#### SELECTED TEXT
======

Bernama also reports that--by increasing its density--the new material could be used to produce "ecologically plastic materials," or could replace plastic altogether. This aspect is still under investigation until September 2010. However, if successful, the scientists may have found a way to make the world a little greener.

*www.tomsguide.com/us/Japanese-Elastic-Water-Plastic-Tokyo,news-5635.html


----------



## Gollum (Jan 26, 2010)

wow, that's great news. Finally there is something which can replace the Plastic from this world.


----------



## prakashr85 (Jan 26, 2010)

This is an excellent invention by japanese scientists i must congratulate them for their awesome work.


----------



## ico (Jan 26, 2010)

Great invention.


----------



## latino_ansari (Jan 26, 2010)

great work... Now the world can be little more green..


----------



## hyde (Jan 26, 2010)

Bravo....Bravo!!!!!!!


----------



## azzu (Jan 26, 2010)

xcellent 
95 % water and less iz organic material
thats great news but how effective can that be in our real life ?


----------



## tarey_g (Jan 27, 2010)

And it will increase cost of water, once water is needed for production of materials.


----------



## Thanator (Jan 27, 2010)

Great invention...Very Ego Friendly.


----------



## Nithu (Jan 28, 2010)

^^ lol... ego or eco??


----------



## colocated (Feb 23, 2010)

That's really a superb news plastic getting replaced by water thanks to some innovative work by Japanese guys .


----------



## eggman (Feb 24, 2010)

Cool...now all the pee could be squeezed up inside till I can finally get out of my class!! Must be able to buy me 20 mins I hope...


----------



## topgear (Feb 25, 2010)

^^ but for that you might have to go the lab first as the development is not finalized and I don't think it would be that much easy so that you can make plastic out of any kind of water in classroom


----------



## colocated (Feb 27, 2010)

topgear said:


> ^^ but for that you might have to go the lab first as the development is not finalized and I don't think it would be that much easy so that you can make plastic out of any kind of water in classroom



Nice reply ........


----------



## topgear (Feb 28, 2010)

^^ Thanks for the appreciation


----------

======

#### RECORDED INFORMATION
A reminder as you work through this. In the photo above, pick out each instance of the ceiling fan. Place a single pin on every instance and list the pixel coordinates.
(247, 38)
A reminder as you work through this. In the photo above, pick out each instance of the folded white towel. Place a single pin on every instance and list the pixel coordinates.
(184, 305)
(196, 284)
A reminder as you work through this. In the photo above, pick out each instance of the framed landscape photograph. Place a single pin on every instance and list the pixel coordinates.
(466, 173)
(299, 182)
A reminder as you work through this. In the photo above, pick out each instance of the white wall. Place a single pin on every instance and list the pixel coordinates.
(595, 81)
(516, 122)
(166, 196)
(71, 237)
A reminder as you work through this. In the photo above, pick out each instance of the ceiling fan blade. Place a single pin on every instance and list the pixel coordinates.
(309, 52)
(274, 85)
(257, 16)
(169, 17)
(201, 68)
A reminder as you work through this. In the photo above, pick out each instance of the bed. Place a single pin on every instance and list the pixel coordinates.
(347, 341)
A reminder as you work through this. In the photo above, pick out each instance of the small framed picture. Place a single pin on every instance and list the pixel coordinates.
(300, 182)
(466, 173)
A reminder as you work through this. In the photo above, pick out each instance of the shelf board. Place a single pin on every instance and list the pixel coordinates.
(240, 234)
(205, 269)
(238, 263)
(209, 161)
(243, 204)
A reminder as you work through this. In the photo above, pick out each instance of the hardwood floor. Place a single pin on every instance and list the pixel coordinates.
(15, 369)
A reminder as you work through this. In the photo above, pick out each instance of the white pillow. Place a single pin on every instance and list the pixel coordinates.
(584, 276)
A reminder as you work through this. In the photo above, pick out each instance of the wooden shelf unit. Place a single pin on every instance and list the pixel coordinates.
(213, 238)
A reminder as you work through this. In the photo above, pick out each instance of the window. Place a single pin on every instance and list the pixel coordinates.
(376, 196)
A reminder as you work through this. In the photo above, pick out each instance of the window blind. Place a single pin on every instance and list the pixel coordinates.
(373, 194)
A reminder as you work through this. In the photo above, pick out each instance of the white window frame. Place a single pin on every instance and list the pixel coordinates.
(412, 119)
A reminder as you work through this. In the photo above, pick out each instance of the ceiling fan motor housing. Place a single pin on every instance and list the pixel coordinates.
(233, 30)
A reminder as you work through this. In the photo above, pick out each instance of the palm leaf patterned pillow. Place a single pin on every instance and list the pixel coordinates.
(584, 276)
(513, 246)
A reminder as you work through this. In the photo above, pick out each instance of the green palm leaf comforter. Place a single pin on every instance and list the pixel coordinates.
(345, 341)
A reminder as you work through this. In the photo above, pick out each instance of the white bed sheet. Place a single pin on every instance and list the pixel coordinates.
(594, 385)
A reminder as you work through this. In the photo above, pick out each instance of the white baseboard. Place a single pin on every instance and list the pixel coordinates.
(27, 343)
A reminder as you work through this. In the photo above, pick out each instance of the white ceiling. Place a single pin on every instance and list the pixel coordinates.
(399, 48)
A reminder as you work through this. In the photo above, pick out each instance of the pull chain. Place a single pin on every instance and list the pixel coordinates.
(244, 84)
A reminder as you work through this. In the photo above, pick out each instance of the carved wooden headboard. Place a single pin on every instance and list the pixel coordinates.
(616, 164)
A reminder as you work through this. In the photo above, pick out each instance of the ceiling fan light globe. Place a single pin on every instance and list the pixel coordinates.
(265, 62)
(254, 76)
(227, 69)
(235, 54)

======

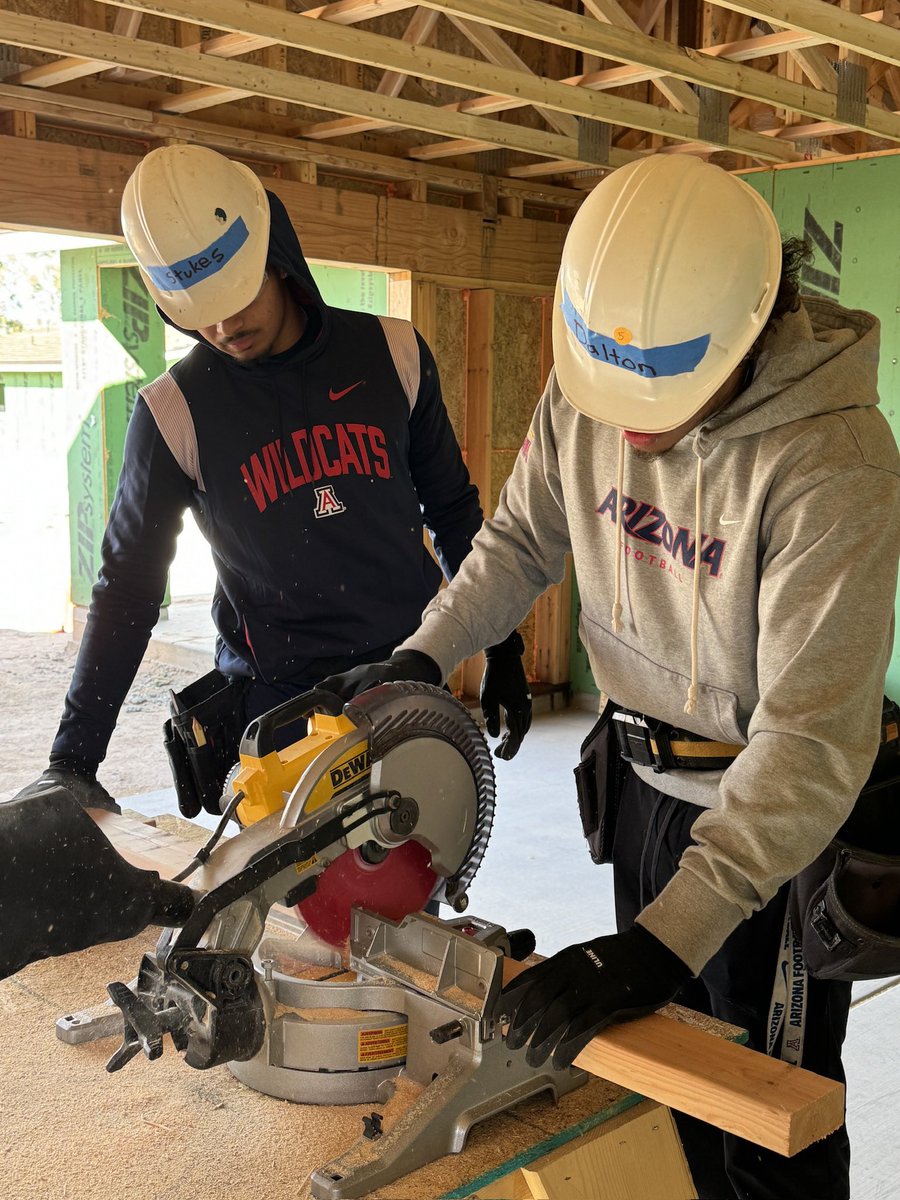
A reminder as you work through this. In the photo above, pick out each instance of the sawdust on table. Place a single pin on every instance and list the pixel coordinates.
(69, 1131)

======

#### GIVEN PROBLEM
Return the passage of the water-based plastic thread starting with "## eggman (Feb" and going on through "mins I hope...", copied word for word.

#### WORKED ANSWER
## eggman (Feb 24, 2010)

Cool...now all the pee could be squeezed up inside till I can finally get out of my class!! Must be able to buy me 20 mins I hope...